◆ **EXERCISE INSTRUCTIONS**:
Could you repeat every one of the rows below word for word, without changing anything?

[Stored items]
=-=-=-=-=

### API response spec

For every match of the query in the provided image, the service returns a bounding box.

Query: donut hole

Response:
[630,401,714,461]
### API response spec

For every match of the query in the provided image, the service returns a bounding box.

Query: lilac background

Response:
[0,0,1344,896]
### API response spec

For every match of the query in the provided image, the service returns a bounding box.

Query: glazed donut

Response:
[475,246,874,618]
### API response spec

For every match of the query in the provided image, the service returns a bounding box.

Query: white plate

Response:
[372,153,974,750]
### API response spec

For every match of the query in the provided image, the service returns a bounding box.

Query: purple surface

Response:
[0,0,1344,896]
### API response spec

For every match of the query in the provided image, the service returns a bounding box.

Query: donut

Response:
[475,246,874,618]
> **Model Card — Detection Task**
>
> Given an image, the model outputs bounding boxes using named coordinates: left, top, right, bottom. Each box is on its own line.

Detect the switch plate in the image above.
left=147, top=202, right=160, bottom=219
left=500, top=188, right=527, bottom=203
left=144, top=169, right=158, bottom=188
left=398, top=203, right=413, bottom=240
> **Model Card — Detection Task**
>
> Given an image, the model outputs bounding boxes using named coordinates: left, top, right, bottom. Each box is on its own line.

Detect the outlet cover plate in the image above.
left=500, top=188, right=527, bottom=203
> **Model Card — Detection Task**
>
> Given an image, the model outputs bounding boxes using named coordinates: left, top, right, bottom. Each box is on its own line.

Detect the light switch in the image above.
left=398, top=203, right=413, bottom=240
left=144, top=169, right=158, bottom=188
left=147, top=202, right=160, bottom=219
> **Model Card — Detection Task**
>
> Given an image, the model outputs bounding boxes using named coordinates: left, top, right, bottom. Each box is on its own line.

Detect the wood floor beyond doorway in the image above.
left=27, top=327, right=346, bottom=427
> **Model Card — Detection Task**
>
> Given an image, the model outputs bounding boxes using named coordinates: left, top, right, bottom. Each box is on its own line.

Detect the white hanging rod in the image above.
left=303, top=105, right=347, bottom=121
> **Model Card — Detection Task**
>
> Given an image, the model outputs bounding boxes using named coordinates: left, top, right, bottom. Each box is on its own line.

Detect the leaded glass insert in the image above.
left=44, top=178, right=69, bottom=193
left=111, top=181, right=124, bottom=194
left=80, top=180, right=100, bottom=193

=-=-=-=-=

◆ **THE RESPONSE**:
### API response spec

For every match of the query in the provided image, the service returns a bounding box.

Query: donut hole

Response:
[630,401,714,461]
### API response spec

For every match of the query in the provided image, the service returns a bounding box.

Query: lilac background

Response:
[0,0,1344,896]
### API response spec

For every match of the query in the provided image, the service returns a bounding box.

Query: glazed donut

Response:
[475,246,874,618]
### API response spec

For every match of the query in the provided image, the service returns a bounding box.

Query: white plate

Response:
[372,153,974,750]
### API response spec

For every match of the query in the provided image, the service returns a bounding box.

Query: purple surface

Response:
[0,0,1344,896]
### API response spec

For every match of the query in the provided image, the service returns a bounding box.

Query: donut

Response:
[475,246,874,618]
> **Model Card — Detection Task**
>
> Given an image, the model outputs bounding boxes using named coordinates: left, top, right, bottom. Each box is on its own line.

Detect the switch plate in the image above.
left=147, top=202, right=160, bottom=219
left=500, top=188, right=527, bottom=203
left=144, top=169, right=158, bottom=188
left=398, top=203, right=413, bottom=240
> **Model Card — Detection Task**
>
> Given an image, the model outputs bounding boxes using named coordinates: left, top, right, bottom. Each box is on its own line.

Detect the outlet cover plate in the image above.
left=500, top=188, right=527, bottom=203
> **Model Card — Detection Task**
>
> Given an image, the model outputs bounding boxes using named coordinates: left, top, right, bottom. Each box is on its own line.

Detect the light switch in the image above.
left=398, top=203, right=413, bottom=240
left=144, top=169, right=158, bottom=188
left=147, top=202, right=160, bottom=219
> **Model Card — Detection Task**
>
> Given an image, the model outputs bounding boxes using named coordinates: left, top, right, bottom. Each box is on its own line.

Detect the wood floor beyond doorway in the image above.
left=27, top=327, right=346, bottom=427
> **Model Card — Detection Task**
>
> Given an image, the model outputs bounding boxes using named coordinates: left, top, right, bottom. Each box is on its own line.

Detect the white hanging rod in the image above.
left=303, top=105, right=347, bottom=121
> **Model Card — Detection Task**
>
> Given an image, the model outputs bounding boxes using named coordinates: left, top, right, bottom. Each box is on its own line.

Detect the leaded glass insert in the image above.
left=44, top=178, right=69, bottom=193
left=111, top=181, right=124, bottom=194
left=80, top=180, right=100, bottom=193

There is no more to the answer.